## Start Page excerpt

Obviously, I thought, we need to revisit some notions. Please don't let this be a stand off.

She had already handed in a gorgeous report with a plastic binding, typed carefully on her computer with an unusual font, accompanied by computer generated maps, captions, and a table of contents. Yes, and with subtitles; each section she research was presented in separate sections. I returned it to her. I had to.

My sticky note asked, "Why did you decide to do your report this way, with subtitles and separate sections?" my sticky note asked,
"Would you change my mark if I rewrote it without subtitles?" she asked later that day as she approached.

I was a bit confused because we hadn't discussed a mark. I thought we were working on format. But I knew Sara was always concerned about marks and I thought I had some understanding of why. I wanted her to think about something else for now.

"I only wanted to know why you decided to do what you did. We haven't discussed marks."
"Everybody knows that teachers like it when we hand in stuff that "looks good." Why isn't this way good enough?"

I wasn't sure where to go with this next. Sara was personalizing this. She was challenging me. We had been through this many times together. We had been here before. I was needing to spend time with others about their writing. I couldn't handle her demands just then. I had another piece of writing in my hand at the time. I tried one more time,

"Here is an example of what a report could look like without subtitles. This story has no subtitles and see how paragraphs flow into each other for about two and one-half pages. The transitions in each paragraph help the writer help the reader to go where the writer wants the reader to go without the visual cues that the subtitles provide for us. Try it with your writing."

And she did.

The next day she arrived at my desk with a smile on her face and a report in her hand. She made the changes I had asked for. I'm not sure what the smile was about. Maybe she needed to see a concrete example? Maybe she lost her fear to try something differently? Maybe she had learned to trust the re-doing, re-thinking, and was pleased with the results?

Maybe she was thinking about a better mark?

*****

I was soon to realize that the shift from one "look" to another required more than a shift in format. I was also asking them to do much more with the thinking through of the research details. I was hoping that they could write a "story." And I think what I meant by a story was in the words I used about how a story looks. There is of course, much more to a story than just how it looks. The difference between what her project used to look like and what it now looked like had the format changes but it also had some writing changes.

She saw the other piece I had helped two other kids with. She saw that I had photo-copied parts of their writing, cut it apart, pasted it on longer paper, left spaces between parts. All this in an effort to help show/explain about transitions. It had worked well with the other two. She needed to have a look at this "lesson" if she was going to understand something new.

## End Page excerpt

## The tasks
1) In the classroom account, list each thing the narrator did to the other two students' writing to help explain transitions.
2) Carry the classroom account forward from its last sentence.
The records that come next are separate material and have no connection to the classroom account above.

## Start Entries supplied

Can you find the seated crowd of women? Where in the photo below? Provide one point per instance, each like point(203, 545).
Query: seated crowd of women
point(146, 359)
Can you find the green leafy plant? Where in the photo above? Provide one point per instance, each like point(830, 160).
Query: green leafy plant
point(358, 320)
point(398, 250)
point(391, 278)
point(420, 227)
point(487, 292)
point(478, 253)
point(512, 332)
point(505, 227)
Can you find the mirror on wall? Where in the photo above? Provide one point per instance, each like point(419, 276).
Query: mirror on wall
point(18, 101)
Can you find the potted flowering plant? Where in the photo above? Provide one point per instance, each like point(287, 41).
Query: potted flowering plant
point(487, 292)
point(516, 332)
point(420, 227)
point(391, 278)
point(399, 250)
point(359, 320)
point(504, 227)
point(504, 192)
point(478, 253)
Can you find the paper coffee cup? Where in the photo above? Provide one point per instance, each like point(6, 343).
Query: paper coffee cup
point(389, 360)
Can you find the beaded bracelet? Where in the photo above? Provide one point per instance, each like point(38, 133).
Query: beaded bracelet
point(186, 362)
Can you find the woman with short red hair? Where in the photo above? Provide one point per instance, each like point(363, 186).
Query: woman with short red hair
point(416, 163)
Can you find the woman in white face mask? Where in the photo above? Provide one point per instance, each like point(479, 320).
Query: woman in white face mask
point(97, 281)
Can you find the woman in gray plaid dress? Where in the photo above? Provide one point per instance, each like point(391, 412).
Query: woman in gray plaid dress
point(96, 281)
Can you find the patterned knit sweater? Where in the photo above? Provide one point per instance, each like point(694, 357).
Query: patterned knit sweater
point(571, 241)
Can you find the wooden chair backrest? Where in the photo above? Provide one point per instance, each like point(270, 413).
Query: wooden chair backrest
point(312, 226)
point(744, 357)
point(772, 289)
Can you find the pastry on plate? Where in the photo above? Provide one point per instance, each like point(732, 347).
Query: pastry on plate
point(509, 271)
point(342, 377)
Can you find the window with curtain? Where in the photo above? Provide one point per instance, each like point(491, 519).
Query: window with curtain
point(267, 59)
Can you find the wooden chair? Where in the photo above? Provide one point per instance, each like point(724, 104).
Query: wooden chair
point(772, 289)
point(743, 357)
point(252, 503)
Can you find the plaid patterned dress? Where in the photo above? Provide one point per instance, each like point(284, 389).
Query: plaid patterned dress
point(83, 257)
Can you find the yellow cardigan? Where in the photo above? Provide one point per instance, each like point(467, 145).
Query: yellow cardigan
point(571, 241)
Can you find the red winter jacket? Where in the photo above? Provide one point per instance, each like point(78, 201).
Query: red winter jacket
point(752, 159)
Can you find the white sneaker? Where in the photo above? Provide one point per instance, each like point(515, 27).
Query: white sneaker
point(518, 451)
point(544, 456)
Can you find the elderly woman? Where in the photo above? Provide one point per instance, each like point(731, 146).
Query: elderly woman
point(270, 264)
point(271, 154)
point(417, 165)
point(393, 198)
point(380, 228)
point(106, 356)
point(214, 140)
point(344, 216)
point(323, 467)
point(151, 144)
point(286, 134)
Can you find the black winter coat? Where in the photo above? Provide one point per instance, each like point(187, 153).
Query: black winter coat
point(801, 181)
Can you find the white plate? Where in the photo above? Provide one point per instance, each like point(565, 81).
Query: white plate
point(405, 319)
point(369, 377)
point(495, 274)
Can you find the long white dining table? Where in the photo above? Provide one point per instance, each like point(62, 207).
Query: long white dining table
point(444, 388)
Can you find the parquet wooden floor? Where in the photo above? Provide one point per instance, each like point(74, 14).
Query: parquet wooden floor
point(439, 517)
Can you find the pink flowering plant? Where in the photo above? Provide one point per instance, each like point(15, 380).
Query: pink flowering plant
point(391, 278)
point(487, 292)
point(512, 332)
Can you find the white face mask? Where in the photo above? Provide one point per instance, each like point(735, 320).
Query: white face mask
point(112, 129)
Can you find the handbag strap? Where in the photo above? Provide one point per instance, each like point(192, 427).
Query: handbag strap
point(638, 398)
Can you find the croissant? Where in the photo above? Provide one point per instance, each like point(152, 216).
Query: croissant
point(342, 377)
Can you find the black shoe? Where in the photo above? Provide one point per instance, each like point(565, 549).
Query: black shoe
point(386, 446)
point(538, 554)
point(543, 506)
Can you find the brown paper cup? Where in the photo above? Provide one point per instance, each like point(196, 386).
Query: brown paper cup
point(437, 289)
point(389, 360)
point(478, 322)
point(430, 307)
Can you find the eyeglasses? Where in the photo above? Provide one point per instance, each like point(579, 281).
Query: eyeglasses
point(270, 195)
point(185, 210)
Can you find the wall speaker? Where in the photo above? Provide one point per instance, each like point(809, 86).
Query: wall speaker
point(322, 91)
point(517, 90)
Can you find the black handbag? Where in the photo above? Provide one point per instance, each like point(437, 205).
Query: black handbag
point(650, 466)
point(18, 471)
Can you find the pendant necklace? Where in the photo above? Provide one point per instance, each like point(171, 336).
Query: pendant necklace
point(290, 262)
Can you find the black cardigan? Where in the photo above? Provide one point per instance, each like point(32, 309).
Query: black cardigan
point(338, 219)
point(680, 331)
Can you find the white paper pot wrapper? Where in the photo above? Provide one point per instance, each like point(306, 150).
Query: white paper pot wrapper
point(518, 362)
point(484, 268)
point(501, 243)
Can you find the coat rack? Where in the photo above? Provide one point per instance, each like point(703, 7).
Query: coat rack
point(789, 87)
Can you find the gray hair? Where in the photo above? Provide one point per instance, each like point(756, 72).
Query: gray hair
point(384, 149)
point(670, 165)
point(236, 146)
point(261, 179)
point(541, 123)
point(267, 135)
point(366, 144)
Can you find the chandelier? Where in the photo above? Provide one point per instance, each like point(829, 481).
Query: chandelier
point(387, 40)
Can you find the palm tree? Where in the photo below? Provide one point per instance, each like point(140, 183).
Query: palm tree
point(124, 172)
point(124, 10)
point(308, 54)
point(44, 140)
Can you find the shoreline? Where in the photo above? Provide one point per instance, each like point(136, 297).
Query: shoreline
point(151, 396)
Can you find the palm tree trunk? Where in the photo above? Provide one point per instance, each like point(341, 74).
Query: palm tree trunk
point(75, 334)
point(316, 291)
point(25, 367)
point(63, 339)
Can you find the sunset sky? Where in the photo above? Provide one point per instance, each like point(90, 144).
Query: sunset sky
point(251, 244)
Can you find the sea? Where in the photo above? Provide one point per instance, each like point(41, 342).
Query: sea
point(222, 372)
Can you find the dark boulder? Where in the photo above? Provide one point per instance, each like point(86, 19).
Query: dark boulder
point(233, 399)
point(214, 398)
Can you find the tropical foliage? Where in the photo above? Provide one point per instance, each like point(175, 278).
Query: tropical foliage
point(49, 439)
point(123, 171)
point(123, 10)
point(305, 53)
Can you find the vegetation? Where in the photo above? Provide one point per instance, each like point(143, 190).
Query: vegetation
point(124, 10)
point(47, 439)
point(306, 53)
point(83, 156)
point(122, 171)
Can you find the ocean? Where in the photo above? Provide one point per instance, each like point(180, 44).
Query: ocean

## End Entries supplied

## Solved problems
1)
- Photo-copied parts of their writing
- Cut it apart
- Pasted it on longer paper
- Left spaces between parts

2)
It was then I was struck by the idea that stories are the result of understanding or that stories lead us to further understanding and that the part that was missing for the kids was this connection. They were working with the mechanics of this, the paragraphing, the transitions, and the hardest part -- the ending. Through their struggle with the change in how their writing looked, I was struggling with why the change was so important to teach. Maybe because some of the connections were missing for me at the time, too. There was a tacit knowing of where we needed to go with this; as yet I didn't have the vocabulary and hadn't thought through how to go about showing in a different way. How to move kids from simply reporting facts they have read about and written down to applying what they now knew in a different way?

I knew I wasn't getting at what I thought counted as evidence. I didn't know how to get at that. Yet. But I knew I could find another opportunity to try with different topics so was not concerned about immediacy. For now, what the kids seemed to value as evidence was facts, and well-organized facts at that. What I was trying to get at with them was the "so what ?" part, the part where they could show me that they could put some ideas together. I needed more time, time to teach with this concept again. More opportunities to see student work, to see what they were thinking.

To see what they were thinking … we make decisions based on what we think? How do we make visible what we think, what we think we know? Through writing about it and certainly by talking about it. E-mail helps me talk about it in writing and also allows me to see what I think. It is intellectually interactive, or "transactive" as Deweyians would say. How do I make student writing that we share become intellectually transactive, an exploration of ideas, expressions of our understandings ? Actually, I believe I do that. I set up the daily interactions/transactions with students to that our conversation about the learning at hand has the potential to be changed, transformed by the exchange. This is part of what counts as evidence.

*****

" How is she doing?" mom asked. "I have the document, the report to parents with me, but Adele has yet to show me her work. Until I see her portfolio, I don't get a full picture of what the document means."
"Adele will have time to show you now. Adele has a collection of five pieces and she is prepared to present them," I said.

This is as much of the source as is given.